__WHAT IS NEEDED__:
Please return each line of the listing exactly as given.

§

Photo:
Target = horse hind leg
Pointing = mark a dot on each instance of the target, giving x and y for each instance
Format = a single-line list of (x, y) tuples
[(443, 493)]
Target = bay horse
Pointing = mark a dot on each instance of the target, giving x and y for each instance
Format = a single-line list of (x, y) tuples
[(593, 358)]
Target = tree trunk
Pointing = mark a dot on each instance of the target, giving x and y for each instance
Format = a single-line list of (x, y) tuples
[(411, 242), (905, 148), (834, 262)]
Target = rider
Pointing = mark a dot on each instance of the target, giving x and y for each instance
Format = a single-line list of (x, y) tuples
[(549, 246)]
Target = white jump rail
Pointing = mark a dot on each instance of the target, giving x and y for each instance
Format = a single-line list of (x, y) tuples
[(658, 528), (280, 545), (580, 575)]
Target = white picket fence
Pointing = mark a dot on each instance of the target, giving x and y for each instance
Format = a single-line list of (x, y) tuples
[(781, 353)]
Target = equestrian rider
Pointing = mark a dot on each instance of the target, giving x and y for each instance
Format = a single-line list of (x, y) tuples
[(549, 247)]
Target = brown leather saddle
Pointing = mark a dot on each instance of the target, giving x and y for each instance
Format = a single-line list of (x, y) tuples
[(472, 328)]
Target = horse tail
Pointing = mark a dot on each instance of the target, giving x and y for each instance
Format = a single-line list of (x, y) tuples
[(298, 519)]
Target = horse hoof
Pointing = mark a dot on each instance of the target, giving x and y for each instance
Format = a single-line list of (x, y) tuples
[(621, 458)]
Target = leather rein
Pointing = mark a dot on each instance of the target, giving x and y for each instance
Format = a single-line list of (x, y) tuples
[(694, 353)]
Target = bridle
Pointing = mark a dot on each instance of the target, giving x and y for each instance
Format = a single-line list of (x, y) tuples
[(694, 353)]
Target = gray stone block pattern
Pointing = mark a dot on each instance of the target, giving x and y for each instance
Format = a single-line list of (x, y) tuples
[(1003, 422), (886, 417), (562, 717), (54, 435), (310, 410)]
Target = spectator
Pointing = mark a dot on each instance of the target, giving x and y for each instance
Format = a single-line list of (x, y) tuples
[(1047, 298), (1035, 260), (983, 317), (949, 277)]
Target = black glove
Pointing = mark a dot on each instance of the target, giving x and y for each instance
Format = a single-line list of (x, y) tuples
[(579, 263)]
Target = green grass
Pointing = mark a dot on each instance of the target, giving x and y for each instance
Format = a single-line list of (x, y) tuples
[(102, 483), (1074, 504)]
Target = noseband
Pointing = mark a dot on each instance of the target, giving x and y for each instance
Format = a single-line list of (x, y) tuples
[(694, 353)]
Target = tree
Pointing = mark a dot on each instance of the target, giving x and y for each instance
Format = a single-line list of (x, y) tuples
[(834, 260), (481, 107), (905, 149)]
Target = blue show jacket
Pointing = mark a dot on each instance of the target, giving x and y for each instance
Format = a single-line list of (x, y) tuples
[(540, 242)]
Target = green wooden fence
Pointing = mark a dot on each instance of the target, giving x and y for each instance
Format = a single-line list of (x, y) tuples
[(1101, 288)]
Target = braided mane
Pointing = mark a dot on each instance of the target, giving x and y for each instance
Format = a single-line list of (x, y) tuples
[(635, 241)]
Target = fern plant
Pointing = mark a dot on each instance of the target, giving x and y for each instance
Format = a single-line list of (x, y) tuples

§

__PROBLEM SOLUTION__:
Photo:
Target = horse hind leg
Pointing = mark a dot on each instance of the target, giving x and y for each instance
Format = a single-line list of (x, y) tuples
[(443, 493)]
Target = bay horse
Pointing = mark a dot on each instance of the target, giving x and y for each instance
Format = a single-line list of (x, y) tuples
[(593, 358)]
Target = tree trunk
Pointing = mark a dot on each instance of the target, giving x and y for each instance
Format = a single-line list of (x, y) tuples
[(411, 242), (905, 148), (834, 262)]
Target = rider
Pointing = mark a dot on each instance of the target, giving x and y for each instance
Format = a single-line list of (x, y) tuples
[(549, 246)]
Target = white jump rail
Pointing = mark a dot on each instance of the target, giving x and y for each instance
Format = a single-line list of (x, y) tuples
[(658, 528), (280, 545), (580, 575)]
Target = white picket fence
Pointing = mark a dot on each instance of the target, giving x and y for each instance
Format = a single-line list of (x, y) tuples
[(781, 353)]
Target = equestrian rider
Pointing = mark a dot on each instance of the target, giving x and y for each instance
Format = a single-line list of (x, y) tuples
[(549, 247)]
Target = brown leather saddle
Pointing = mark a dot on each instance of the target, giving x and y for each instance
Format = a single-line list of (x, y) tuples
[(472, 328)]
Target = horse tail
Pointing = mark a dot on each instance of the target, giving x and y for each instance
Format = a single-line list of (x, y) tuples
[(298, 519)]
Target = horse hoof
Pointing = mark a dot on each instance of the target, giving x and y for each instance
Format = a single-line list of (x, y) tuples
[(621, 458)]
Target = leather rein
Pointing = mark a dot on each instance of the target, giving x and y for each instance
Format = a single-line list of (x, y) tuples
[(694, 353)]
Target = bridle
Pointing = mark a dot on each instance of the target, giving x and y for each instance
Format = a single-line list of (x, y) tuples
[(694, 353)]
Target = gray stone block pattern
Pointing = mark a dot on each instance of the target, giving x and y for each instance
Format = a single-line list of (x, y) tuples
[(1003, 422), (886, 417), (562, 717), (54, 435), (310, 410)]
Target = spectator
Pointing = mark a dot on each instance of the target, giving x and y for each instance
Format = a single-line list of (x, y) tuples
[(1047, 298), (1035, 260), (983, 317), (949, 277)]
Target = black glove
Pointing = mark a dot on each instance of the target, giving x and y for each instance
Format = a single-line list of (x, y) tuples
[(579, 263)]
Target = green grass
Pointing = mark a dot on each instance of the target, giving x and y for each instance
Format = a single-line list of (x, y) tuples
[(102, 483), (1074, 504)]
Target = noseband
Pointing = mark a dot on each instance of the target, giving x and y for each instance
Format = a single-line list of (x, y) tuples
[(694, 353)]
Target = tree
Pointing = mark a dot on each instance of the target, giving x and y for each instance
Format = a single-line list of (x, y) tuples
[(834, 260), (481, 107), (905, 149)]
Target = blue show jacket
Pointing = mark a dot on each instance of the target, giving x and y for each instance
Format = a single-line list of (x, y) tuples
[(540, 242)]
Target = green wooden fence
Pointing = mark a dot on each instance of the target, giving x and y for each instance
Format = a single-line list of (x, y) tuples
[(1101, 288)]
Target = braided mane
Pointing = mark a dot on each instance of the target, giving x and y for each instance
Format = a single-line list of (x, y) tuples
[(635, 241)]
Target = fern plant
Pointing = mark a dot on each instance of the target, giving x and y for each instance
Format = a single-line list of (x, y) tuples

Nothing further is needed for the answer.